▶ _What the task requires_: Please copy the following material line for line, changing nothing.

(Items for identifying locations)
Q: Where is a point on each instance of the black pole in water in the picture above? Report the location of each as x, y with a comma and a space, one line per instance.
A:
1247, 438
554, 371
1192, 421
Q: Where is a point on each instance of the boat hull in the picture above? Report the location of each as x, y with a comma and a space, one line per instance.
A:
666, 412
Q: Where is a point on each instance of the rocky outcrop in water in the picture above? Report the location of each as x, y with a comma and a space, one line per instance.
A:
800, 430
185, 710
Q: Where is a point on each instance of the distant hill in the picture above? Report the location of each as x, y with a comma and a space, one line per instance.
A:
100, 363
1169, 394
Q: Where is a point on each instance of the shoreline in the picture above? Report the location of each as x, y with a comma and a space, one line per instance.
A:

▶ _Solution to this task_:
Q: Where is a point on each instance of the black pole in water in the picture above? Report the location of each as x, y with a comma and a space, one line per instance.
A:
1247, 438
554, 371
1192, 421
Q: Where is a point on each instance of the boat hull in the picture above? Report the location of each as x, y with a comma and a space, one line per instance.
A:
666, 412
Q: Where is a point on each instance of the rocky outcrop in water in the picture above? Report the location of each as x, y with a comma and a space, one line per instance.
A:
800, 430
185, 710
Q: Where is a point on each instance of the distant hill in the picture above? Report the location of each as x, y with a comma and a space, one line per instance.
A:
100, 363
1169, 394
Q: Where is a point on each instance of the shoreline in the picture above? Report the location of each as x, y with a comma and a space, one line per instance.
A:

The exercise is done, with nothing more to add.